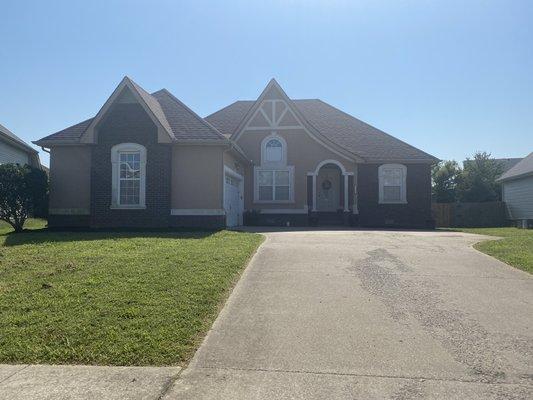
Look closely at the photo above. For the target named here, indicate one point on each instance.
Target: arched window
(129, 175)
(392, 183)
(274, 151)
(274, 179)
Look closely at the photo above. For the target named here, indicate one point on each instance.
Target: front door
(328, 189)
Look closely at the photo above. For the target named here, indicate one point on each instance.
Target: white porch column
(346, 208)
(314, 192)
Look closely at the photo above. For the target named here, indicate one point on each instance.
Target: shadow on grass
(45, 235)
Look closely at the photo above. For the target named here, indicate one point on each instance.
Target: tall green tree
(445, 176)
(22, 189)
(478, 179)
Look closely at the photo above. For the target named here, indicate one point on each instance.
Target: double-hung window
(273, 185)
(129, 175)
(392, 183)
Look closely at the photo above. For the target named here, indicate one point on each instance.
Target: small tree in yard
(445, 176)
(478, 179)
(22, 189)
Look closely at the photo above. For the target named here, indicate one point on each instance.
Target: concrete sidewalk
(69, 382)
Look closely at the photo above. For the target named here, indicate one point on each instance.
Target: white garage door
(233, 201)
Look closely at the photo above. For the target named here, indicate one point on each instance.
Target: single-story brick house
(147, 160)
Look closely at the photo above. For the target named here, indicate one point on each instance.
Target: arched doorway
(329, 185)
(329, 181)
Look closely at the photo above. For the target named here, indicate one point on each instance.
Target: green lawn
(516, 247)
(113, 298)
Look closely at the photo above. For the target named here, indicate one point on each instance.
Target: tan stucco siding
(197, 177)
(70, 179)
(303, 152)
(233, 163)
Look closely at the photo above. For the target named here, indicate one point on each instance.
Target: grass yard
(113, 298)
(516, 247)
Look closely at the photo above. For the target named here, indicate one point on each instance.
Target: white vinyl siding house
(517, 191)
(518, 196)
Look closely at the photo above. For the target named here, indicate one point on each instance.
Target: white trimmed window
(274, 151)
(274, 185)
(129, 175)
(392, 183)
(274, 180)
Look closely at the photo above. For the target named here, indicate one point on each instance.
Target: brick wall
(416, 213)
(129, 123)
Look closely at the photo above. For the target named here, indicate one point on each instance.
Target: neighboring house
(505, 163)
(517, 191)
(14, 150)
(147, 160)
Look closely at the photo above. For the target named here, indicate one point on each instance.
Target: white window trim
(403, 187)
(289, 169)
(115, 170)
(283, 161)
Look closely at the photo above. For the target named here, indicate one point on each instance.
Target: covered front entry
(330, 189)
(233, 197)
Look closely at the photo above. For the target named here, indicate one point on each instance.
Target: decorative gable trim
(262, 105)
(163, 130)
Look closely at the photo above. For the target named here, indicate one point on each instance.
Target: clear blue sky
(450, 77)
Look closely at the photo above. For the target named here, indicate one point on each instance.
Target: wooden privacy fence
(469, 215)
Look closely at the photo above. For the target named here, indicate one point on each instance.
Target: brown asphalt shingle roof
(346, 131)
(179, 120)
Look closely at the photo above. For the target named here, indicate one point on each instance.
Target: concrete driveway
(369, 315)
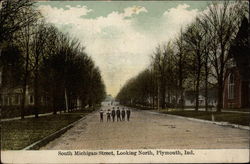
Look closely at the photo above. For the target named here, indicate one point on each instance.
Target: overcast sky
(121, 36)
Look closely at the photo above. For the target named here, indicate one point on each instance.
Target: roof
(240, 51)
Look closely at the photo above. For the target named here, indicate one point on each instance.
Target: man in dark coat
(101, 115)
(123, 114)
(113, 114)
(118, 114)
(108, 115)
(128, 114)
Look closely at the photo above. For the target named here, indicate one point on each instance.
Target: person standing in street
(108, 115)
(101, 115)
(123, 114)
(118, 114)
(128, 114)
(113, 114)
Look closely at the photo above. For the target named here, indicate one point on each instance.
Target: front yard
****************************************
Retype every entry exactly as written. Leave the pictures out.

Look closely at the photo above. For the target named here, indicate one point on each instance.
Target: arched window
(129, 175)
(392, 183)
(274, 151)
(274, 179)
Look closely at the photo above. For the target named here, indicate one point on each instance.
Target: front door
(328, 189)
Look closely at the photo above. For the target named here, indicate one point on each instance.
Target: white porch column
(346, 208)
(314, 192)
Look closely at the photo above. For the target named here, indicate one point on each instance.
Target: shadow on grass
(45, 235)
Look closely at the photo above. For the target named here, indicate one point on each instance.
Target: tall green tree
(445, 176)
(22, 189)
(478, 179)
Look closely at the photo above. For the target named here, indicate one point on each instance.
Target: double-hung window
(273, 185)
(129, 175)
(392, 183)
Look closely at the photo above. For the target named here, indicate one point on each instance.
Target: small tree in yard
(445, 176)
(478, 179)
(22, 189)
Look closely at the photo above. For the target named here, indicate one point on each instance.
Target: concrete sidewalk
(69, 382)
Look closely at the photo above. For the target named here, indicate one point on each instance.
Target: white garage door
(233, 201)
Look closely at the photo above. For the target named here, indicate one point on each instance.
Target: single-story brick house
(147, 160)
Look closely at the photo above. For the target named here, indicate one point on each instance.
Target: arched doorway
(329, 185)
(329, 181)
Look closely at the photo above. For the target named here, indicate one point on each instance.
Target: green lawn
(516, 247)
(113, 298)
Look closely at the photo above. For the target named here, indicate one point on each instance.
Target: tan stucco siding
(197, 177)
(70, 179)
(303, 152)
(233, 163)
Look closely at the photo above. For the target named here, indicate one point on each instance.
Target: grass yard
(113, 298)
(516, 247)
Look closely at the photo above. For the target named here, indicate one point on each instance.
Target: white vinyl siding house
(517, 191)
(518, 196)
Look closely at the photo above. For the target named here, indicate one point on each instance.
Target: white trimmed window
(274, 151)
(274, 185)
(129, 175)
(392, 183)
(274, 180)
Look closely at the photo above. For the target named here, indicate one point on each instance.
Target: brick wall
(416, 213)
(129, 123)
Look closely at the photo above. For the target named here, indicate one point on each instance.
Target: neighboring house
(505, 163)
(517, 191)
(14, 150)
(147, 160)
Look closely at the photo above. For the target named here, indicate one point on each instance.
Target: white window trim
(403, 187)
(289, 169)
(115, 170)
(283, 161)
Look closely at the photo above. For the target named here, indicate one point on each instance.
Target: covered front entry
(330, 189)
(233, 197)
Look closely at the photo above. For the target named here, indicate one point on each instance.
Target: decorative gable trim
(262, 105)
(163, 130)
Look closely at the photo above. For the target named here, indicate one point on each instance.
Target: clear blue sky
(450, 77)
Look closely at the photo above. For the target named here, indicate one point on each instance.
Target: wooden privacy fence
(469, 215)
Look closely at the photo above. For the target named here, indicate one point on each instance.
Target: brown asphalt shingle roof
(346, 131)
(179, 120)
Look closely at the photo above. For the target named here, indicate one point on each instance.
Target: concrete driveway
(369, 315)
Look closely at the photo above. For the target named here, indicate one point on each instance.
Target: overcast sky
(121, 36)
Look closely at the photo above. For the target named here, indicate one point on each instance.
Target: roof
(240, 51)
Look closely at the photo above. For the target named here, indicate one point on each instance.
Target: man in dark coat
(101, 115)
(123, 114)
(113, 114)
(118, 114)
(108, 115)
(128, 114)
Look closely at the photo above. For the target named here, indicate one point on each instance.
Target: person standing in street
(108, 115)
(101, 115)
(123, 114)
(118, 114)
(128, 114)
(113, 114)
Look closely at the photo above. For the target named here, indicate one point on each instance.
Target: front yard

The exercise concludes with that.